WHAT YOU WILL DO> Transcribe all of the data exactly. Omit the pictures.

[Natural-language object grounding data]
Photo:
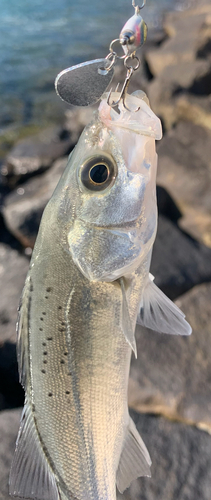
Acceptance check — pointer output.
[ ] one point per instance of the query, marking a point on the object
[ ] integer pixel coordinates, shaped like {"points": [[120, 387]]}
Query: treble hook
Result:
{"points": [[123, 93]]}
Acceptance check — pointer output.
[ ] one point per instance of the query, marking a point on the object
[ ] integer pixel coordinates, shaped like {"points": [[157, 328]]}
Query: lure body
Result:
{"points": [[87, 282], [133, 34]]}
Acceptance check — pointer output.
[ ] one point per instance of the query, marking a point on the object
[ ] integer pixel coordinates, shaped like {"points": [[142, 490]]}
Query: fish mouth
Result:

EXPECTED ANSWER>
Photo:
Acceptance check — pointer output.
[ ] one point per instance of the query, marking a point on the object
[ ] integer pixel coordinates, shaped like {"points": [[120, 387]]}
Query: treble hook
Result:
{"points": [[123, 93]]}
Acceptance check — pointer output.
[ ] one point per instance of the query, marking a point on the object
[ ] integer pixel coordinates, shaped like {"points": [[157, 328]]}
Query: lure body
Result:
{"points": [[87, 282], [133, 34]]}
Acceptance check — pointer output.
[ ] one point per instance of the query, marking a point on the object
[ ] integer pixel coordinates, shaped like {"points": [[142, 490]]}
Query: fish mouth
Result:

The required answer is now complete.